--- BEGIN RECORDS FOR PROCESSING ---

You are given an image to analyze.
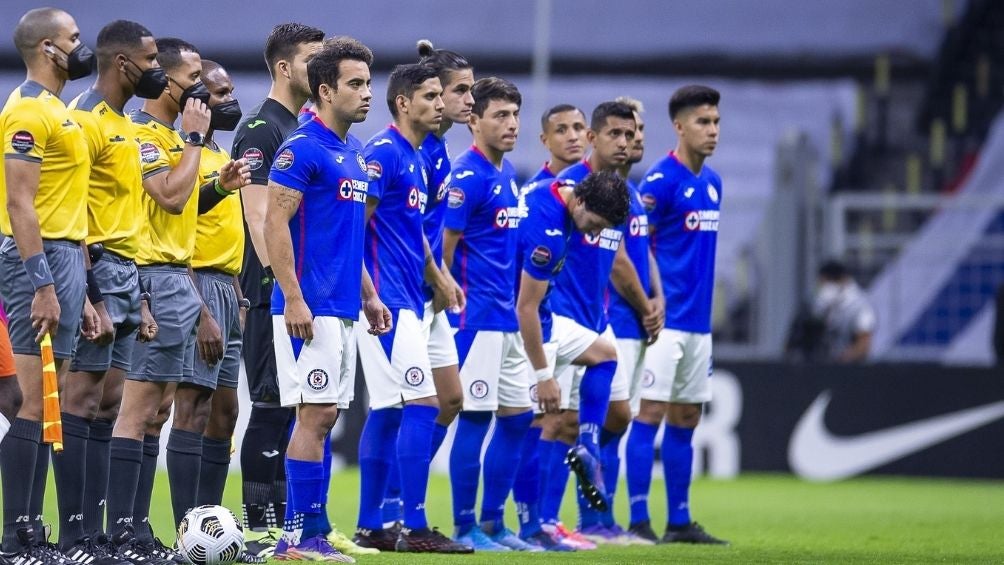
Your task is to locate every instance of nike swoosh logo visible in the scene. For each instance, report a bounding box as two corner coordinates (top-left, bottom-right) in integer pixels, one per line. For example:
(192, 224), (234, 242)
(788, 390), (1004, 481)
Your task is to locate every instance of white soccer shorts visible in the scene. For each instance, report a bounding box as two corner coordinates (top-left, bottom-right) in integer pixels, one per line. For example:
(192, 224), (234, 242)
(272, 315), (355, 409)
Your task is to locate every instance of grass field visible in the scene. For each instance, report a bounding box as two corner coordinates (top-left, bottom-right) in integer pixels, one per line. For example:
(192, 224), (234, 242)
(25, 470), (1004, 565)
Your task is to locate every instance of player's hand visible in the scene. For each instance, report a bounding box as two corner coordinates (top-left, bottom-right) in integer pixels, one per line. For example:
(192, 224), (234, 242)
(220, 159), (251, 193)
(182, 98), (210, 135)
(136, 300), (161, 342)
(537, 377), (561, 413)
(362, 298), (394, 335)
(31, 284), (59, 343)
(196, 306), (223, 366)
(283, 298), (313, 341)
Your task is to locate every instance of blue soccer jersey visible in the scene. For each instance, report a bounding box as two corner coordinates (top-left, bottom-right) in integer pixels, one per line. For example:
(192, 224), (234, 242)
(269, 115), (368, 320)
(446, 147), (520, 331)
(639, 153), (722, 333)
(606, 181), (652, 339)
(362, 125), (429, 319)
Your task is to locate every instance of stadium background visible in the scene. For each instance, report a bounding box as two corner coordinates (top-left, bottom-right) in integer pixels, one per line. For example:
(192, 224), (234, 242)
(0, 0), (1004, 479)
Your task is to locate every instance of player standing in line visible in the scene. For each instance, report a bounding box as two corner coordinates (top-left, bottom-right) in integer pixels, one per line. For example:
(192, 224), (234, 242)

--- END RECORDS FOR PROCESSING ---

**DO THIS:**
Convert the items above into a JSON array of strings, one string per line, with blank lines skipped. Leave the pictures out.

**REPLY:**
[
  "You are given an image to analyze.",
  "Your task is to locate every instance of nike swoosh logo visible in the scene. For each instance, report a bounding box as two corner coordinates (top-left, bottom-right) in integer pixels, one per line. For example:",
  "(192, 224), (234, 242)",
  "(788, 390), (1004, 481)",
  "Your task is to locate every instance of white soccer shorts visible in the scene. For each instance, report a bounding box as two corner coordinates (top-left, bottom-right) in integer pixels, one per line. For example:",
  "(192, 224), (234, 242)",
  "(272, 315), (355, 409)",
  "Your task is to locate every instance of grass field visible in the scene. For each instance, report a bounding box as two corner coordinates (top-left, bottom-right) in integer pixels, one per line. For example:",
  "(192, 224), (234, 242)",
  "(25, 470), (1004, 565)",
  "Your task is to locate every instance of player's hand visible in the scene. For each instance, report a bounding box as two corner coordinates (top-left, bottom-right) in integer pixels, one per line. For example:",
  "(192, 224), (234, 242)",
  "(220, 159), (251, 193)",
  "(182, 98), (210, 135)",
  "(136, 300), (161, 342)",
  "(537, 377), (561, 413)",
  "(362, 298), (394, 335)",
  "(31, 284), (59, 343)",
  "(196, 306), (223, 366)",
  "(283, 298), (313, 341)",
  "Your task is to locate every instance of blue soccer jersey visible in the scene. For each instance, report a bounding box as two corner coordinates (top-left, bottom-right) in integer pixels, one per line. For example:",
  "(192, 224), (234, 242)",
  "(269, 115), (368, 320)",
  "(446, 147), (520, 331)",
  "(639, 153), (722, 333)",
  "(606, 181), (652, 339)",
  "(362, 125), (429, 319)",
  "Your task is to locate every instance of stadium background visible in the scene. For each instance, report a bounding box as two corner coordinates (top-left, bottom-right) in integer pixels, one per line. For example:",
  "(192, 224), (234, 242)",
  "(0, 0), (1004, 479)",
  "Your task is to locate every instance of player standing in line visible in the scene. For each instance, report a bounding box as two corner coordinates (top-left, bottom-right) in integer pixels, one per line. For example:",
  "(192, 224), (234, 242)"
]